Short exercise ▸ All of the records below should be output exactly.

Data lines ▸
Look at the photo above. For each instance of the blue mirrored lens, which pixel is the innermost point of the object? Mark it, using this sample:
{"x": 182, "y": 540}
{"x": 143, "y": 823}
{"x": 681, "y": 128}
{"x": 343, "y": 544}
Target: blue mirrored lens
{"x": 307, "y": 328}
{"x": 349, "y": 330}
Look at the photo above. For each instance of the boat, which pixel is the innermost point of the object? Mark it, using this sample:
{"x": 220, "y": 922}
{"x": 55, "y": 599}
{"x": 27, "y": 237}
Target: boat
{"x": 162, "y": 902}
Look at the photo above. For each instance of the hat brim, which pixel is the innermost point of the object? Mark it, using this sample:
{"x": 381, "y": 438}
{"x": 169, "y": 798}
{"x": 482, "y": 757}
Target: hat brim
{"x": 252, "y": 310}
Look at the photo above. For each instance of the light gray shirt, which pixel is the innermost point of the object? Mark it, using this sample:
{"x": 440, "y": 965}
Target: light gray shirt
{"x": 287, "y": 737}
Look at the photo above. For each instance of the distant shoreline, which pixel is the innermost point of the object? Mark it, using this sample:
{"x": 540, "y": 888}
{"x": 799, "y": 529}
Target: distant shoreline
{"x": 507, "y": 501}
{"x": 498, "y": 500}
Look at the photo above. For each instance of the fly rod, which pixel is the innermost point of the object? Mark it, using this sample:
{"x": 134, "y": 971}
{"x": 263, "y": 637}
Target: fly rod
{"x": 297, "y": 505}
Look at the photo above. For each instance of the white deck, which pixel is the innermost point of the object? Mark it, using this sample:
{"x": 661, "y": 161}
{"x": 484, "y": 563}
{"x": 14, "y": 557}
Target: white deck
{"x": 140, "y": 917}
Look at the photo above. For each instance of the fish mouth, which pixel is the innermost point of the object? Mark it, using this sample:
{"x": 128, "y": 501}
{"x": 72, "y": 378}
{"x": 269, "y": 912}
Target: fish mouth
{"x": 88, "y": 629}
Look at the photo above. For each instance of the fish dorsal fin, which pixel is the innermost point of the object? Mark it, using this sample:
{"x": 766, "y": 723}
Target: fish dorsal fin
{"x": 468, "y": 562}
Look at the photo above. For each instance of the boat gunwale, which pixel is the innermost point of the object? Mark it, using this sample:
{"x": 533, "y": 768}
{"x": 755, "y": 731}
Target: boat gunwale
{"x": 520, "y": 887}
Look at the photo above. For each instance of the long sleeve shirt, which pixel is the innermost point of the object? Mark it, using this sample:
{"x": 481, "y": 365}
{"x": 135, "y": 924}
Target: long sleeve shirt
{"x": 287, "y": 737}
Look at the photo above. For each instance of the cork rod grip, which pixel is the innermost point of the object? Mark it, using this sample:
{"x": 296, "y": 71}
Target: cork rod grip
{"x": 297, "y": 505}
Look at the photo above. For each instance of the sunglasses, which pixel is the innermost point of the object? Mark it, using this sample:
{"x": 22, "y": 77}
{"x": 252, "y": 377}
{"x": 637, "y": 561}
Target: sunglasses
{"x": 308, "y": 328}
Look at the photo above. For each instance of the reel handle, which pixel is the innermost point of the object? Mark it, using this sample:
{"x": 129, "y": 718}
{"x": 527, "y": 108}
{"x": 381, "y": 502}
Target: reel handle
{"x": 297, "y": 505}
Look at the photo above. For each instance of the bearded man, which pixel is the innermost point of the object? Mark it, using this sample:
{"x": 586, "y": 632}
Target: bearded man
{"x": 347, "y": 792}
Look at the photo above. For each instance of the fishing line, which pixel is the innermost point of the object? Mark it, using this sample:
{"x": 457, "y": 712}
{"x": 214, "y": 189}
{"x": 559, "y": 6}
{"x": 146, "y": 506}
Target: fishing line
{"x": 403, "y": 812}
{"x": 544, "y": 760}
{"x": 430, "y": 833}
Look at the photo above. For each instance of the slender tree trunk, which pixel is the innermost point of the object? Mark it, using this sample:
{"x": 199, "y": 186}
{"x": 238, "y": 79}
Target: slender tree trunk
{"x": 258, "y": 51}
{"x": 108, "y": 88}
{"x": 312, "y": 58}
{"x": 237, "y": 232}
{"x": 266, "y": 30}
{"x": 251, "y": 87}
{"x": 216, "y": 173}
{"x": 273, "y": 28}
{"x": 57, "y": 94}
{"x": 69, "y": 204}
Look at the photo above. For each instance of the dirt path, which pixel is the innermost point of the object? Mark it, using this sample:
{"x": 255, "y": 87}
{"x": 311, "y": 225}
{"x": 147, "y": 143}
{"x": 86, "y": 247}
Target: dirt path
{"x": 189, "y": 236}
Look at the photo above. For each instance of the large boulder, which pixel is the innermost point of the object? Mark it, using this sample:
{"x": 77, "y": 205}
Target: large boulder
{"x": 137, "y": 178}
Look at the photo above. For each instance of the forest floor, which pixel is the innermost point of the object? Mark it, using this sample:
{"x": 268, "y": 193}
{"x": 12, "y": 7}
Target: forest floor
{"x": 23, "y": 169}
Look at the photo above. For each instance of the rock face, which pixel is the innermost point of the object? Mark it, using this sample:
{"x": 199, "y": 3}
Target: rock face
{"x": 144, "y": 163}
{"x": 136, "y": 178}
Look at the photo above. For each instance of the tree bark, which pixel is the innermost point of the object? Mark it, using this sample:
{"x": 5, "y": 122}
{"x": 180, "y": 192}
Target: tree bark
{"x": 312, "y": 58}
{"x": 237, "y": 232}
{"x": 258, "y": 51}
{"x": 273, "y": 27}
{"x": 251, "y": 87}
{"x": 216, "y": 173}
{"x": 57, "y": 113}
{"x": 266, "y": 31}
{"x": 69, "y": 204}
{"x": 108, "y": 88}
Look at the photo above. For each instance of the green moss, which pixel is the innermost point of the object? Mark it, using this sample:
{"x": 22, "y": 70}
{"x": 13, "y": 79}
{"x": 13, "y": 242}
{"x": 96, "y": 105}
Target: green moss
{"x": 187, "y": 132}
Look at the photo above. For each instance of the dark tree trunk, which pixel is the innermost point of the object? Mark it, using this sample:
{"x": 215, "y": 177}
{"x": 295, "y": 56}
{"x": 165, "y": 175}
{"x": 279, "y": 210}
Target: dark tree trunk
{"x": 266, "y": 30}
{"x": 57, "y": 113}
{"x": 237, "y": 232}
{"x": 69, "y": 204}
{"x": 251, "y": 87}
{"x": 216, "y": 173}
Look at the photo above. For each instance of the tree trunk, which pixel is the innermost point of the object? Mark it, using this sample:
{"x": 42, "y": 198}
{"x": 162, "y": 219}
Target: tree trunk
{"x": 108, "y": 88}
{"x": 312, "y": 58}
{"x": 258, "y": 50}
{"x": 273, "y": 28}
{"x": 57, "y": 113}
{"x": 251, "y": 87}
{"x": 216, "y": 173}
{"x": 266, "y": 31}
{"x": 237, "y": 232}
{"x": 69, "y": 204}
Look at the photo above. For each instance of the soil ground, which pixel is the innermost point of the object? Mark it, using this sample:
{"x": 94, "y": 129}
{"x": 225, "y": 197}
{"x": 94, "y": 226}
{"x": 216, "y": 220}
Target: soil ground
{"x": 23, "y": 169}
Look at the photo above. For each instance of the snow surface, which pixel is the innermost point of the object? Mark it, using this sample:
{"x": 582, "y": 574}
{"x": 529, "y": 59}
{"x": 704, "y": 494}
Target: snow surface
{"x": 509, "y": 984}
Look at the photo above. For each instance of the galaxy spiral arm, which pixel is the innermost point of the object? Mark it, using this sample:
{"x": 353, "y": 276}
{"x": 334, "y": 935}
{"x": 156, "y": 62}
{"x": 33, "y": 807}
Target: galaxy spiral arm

Exercise response ▸
Look at the photo above. For each instance of the blue mirrored lens, which pixel is the innermost point of the object? Mark it, using this sample:
{"x": 182, "y": 540}
{"x": 143, "y": 823}
{"x": 681, "y": 128}
{"x": 343, "y": 544}
Target: blue mirrored lens
{"x": 307, "y": 328}
{"x": 349, "y": 330}
Look at the photo above. For each instance of the boat, which pixel is the innermost point of the object? Mark it, using this sample:
{"x": 220, "y": 922}
{"x": 55, "y": 599}
{"x": 27, "y": 237}
Target: boat
{"x": 162, "y": 902}
Look at the photo above. For each instance of the hat brim, which pixel is the innermost point of the object? Mark it, using this sample:
{"x": 381, "y": 438}
{"x": 169, "y": 798}
{"x": 482, "y": 757}
Target: hat brim
{"x": 252, "y": 310}
Look at the photo above. For each instance of the light gray shirt, which pixel is the innermost point of the object? Mark it, using this sample:
{"x": 440, "y": 965}
Target: light gray shirt
{"x": 287, "y": 737}
Look at the photo above. For each instance of the distant shoreline, which pixel is the innermost point of the object? Mark it, using this sample:
{"x": 540, "y": 888}
{"x": 799, "y": 529}
Target: distant shoreline
{"x": 507, "y": 501}
{"x": 498, "y": 500}
Look at the photo above. For each instance of the fly rod, which pixel is the innermost point of the object? Mark it, using this sample:
{"x": 134, "y": 971}
{"x": 263, "y": 637}
Target: fly rod
{"x": 297, "y": 505}
Look at the photo above. For each instance of the white deck, which pixel is the innermost point of the object? Mark it, using this sample:
{"x": 661, "y": 161}
{"x": 484, "y": 563}
{"x": 14, "y": 557}
Target: white deck
{"x": 140, "y": 917}
Look at the photo above. For each instance of the fish mouth, which pixel is the innermost point of the object? Mark it, using this sample:
{"x": 128, "y": 501}
{"x": 72, "y": 378}
{"x": 269, "y": 912}
Target: fish mouth
{"x": 88, "y": 629}
Look at the photo above. For each instance of the fish dorsal fin, which pixel is the innermost point of the object? Mark it, using this sample:
{"x": 766, "y": 723}
Target: fish dorsal fin
{"x": 468, "y": 562}
Look at the photo above. For each instance of the boat gunwale, which pixel is the innermost point of the object? Mark it, using this sample:
{"x": 533, "y": 768}
{"x": 755, "y": 731}
Target: boat gunwale
{"x": 520, "y": 887}
Look at the photo above. For each instance of the long sleeve shirt, which pixel is the innermost point of the object? Mark it, using this sample:
{"x": 481, "y": 365}
{"x": 135, "y": 924}
Target: long sleeve shirt
{"x": 287, "y": 737}
Look at the photo above. For each instance of the cork rod grip, which pixel is the innermost point of the object? Mark it, using this sample:
{"x": 296, "y": 71}
Target: cork rod grip
{"x": 297, "y": 505}
Look at the photo above. For each instance of the sunglasses, which pixel is the innermost point of the object? Mark it, using this sample:
{"x": 22, "y": 77}
{"x": 252, "y": 377}
{"x": 637, "y": 561}
Target: sunglasses
{"x": 308, "y": 328}
Look at the photo above. For each instance of the reel handle, which pixel is the innermost point of the object? Mark it, using this sample:
{"x": 129, "y": 718}
{"x": 527, "y": 108}
{"x": 381, "y": 502}
Target: reel handle
{"x": 297, "y": 505}
Look at the photo above. For each instance of the bearded man, which pixel is the innermost point of the object? Mark it, using this sample:
{"x": 586, "y": 632}
Target: bearded man
{"x": 347, "y": 792}
Look at the photo above. For each instance of the fishing line, which pixel is the innermost point of the object? Mark it, using this sample:
{"x": 457, "y": 712}
{"x": 214, "y": 189}
{"x": 559, "y": 6}
{"x": 146, "y": 506}
Target: fishing line
{"x": 403, "y": 812}
{"x": 544, "y": 760}
{"x": 430, "y": 833}
Look at the photo above. For each instance of the slender tree trunk, which pixel is the innermost point of the object? Mark it, using this sample:
{"x": 199, "y": 186}
{"x": 238, "y": 79}
Target: slender tree trunk
{"x": 258, "y": 51}
{"x": 108, "y": 88}
{"x": 312, "y": 58}
{"x": 237, "y": 232}
{"x": 266, "y": 30}
{"x": 251, "y": 87}
{"x": 216, "y": 173}
{"x": 273, "y": 28}
{"x": 57, "y": 94}
{"x": 69, "y": 204}
Look at the photo above. For each instance of the dirt path, which pixel is the innermost point of the object? Mark it, using this sample:
{"x": 255, "y": 87}
{"x": 311, "y": 225}
{"x": 147, "y": 143}
{"x": 86, "y": 247}
Target: dirt path
{"x": 189, "y": 236}
Look at the photo above. For each instance of the large boulder, which pixel is the innermost point of the object? Mark it, using this sample:
{"x": 77, "y": 205}
Target: large boulder
{"x": 137, "y": 178}
Look at the photo above. For each instance of the forest floor, which pixel is the innermost point of the object? Mark it, using this sample:
{"x": 268, "y": 193}
{"x": 12, "y": 7}
Target: forest floor
{"x": 23, "y": 169}
Look at the photo above. For each instance of the rock face, which pixel is the innermost point of the object? Mark it, using this sample:
{"x": 199, "y": 3}
Target: rock face
{"x": 144, "y": 163}
{"x": 136, "y": 178}
Look at the photo above. For each instance of the tree bark, which pixel is the innermost point of the object? Mark it, using this sample:
{"x": 5, "y": 122}
{"x": 180, "y": 192}
Target: tree bark
{"x": 312, "y": 58}
{"x": 237, "y": 232}
{"x": 258, "y": 51}
{"x": 273, "y": 27}
{"x": 251, "y": 87}
{"x": 216, "y": 173}
{"x": 57, "y": 113}
{"x": 266, "y": 31}
{"x": 69, "y": 204}
{"x": 108, "y": 88}
Look at the photo above. For each instance of the green moss, which pixel is the innermost point of the object? Mark it, using this sample:
{"x": 22, "y": 70}
{"x": 13, "y": 79}
{"x": 13, "y": 242}
{"x": 96, "y": 105}
Target: green moss
{"x": 187, "y": 132}
Look at the photo above. For each instance of the dark tree trunk, which pixel is the innermost point of the object? Mark it, using this sample:
{"x": 215, "y": 177}
{"x": 295, "y": 56}
{"x": 165, "y": 175}
{"x": 279, "y": 210}
Target: dark tree trunk
{"x": 266, "y": 30}
{"x": 57, "y": 113}
{"x": 237, "y": 232}
{"x": 69, "y": 204}
{"x": 251, "y": 87}
{"x": 216, "y": 173}
Look at the photo above. For each instance of the tree trunk, which pixel is the innermost point of the object? Mark it, using this sample:
{"x": 42, "y": 198}
{"x": 162, "y": 219}
Target: tree trunk
{"x": 108, "y": 88}
{"x": 312, "y": 58}
{"x": 258, "y": 50}
{"x": 273, "y": 28}
{"x": 57, "y": 113}
{"x": 251, "y": 87}
{"x": 216, "y": 173}
{"x": 266, "y": 31}
{"x": 237, "y": 232}
{"x": 69, "y": 204}
Look at the photo above. For each instance of the soil ground, which pixel is the innermost point of the object? Mark it, using this sample:
{"x": 94, "y": 129}
{"x": 225, "y": 197}
{"x": 94, "y": 226}
{"x": 216, "y": 220}
Target: soil ground
{"x": 23, "y": 169}
Look at the photo above. For each instance of the snow surface, which pixel is the innermost point of the object? Mark it, using this sample:
{"x": 582, "y": 574}
{"x": 529, "y": 59}
{"x": 704, "y": 494}
Target: snow surface
{"x": 509, "y": 984}
Look at the photo above. For each instance of the galaxy spiral arm, which pixel is the innermost point of the object? Mark it, using this sample:
{"x": 353, "y": 276}
{"x": 334, "y": 935}
{"x": 156, "y": 62}
{"x": 33, "y": 807}
Target: galaxy spiral arm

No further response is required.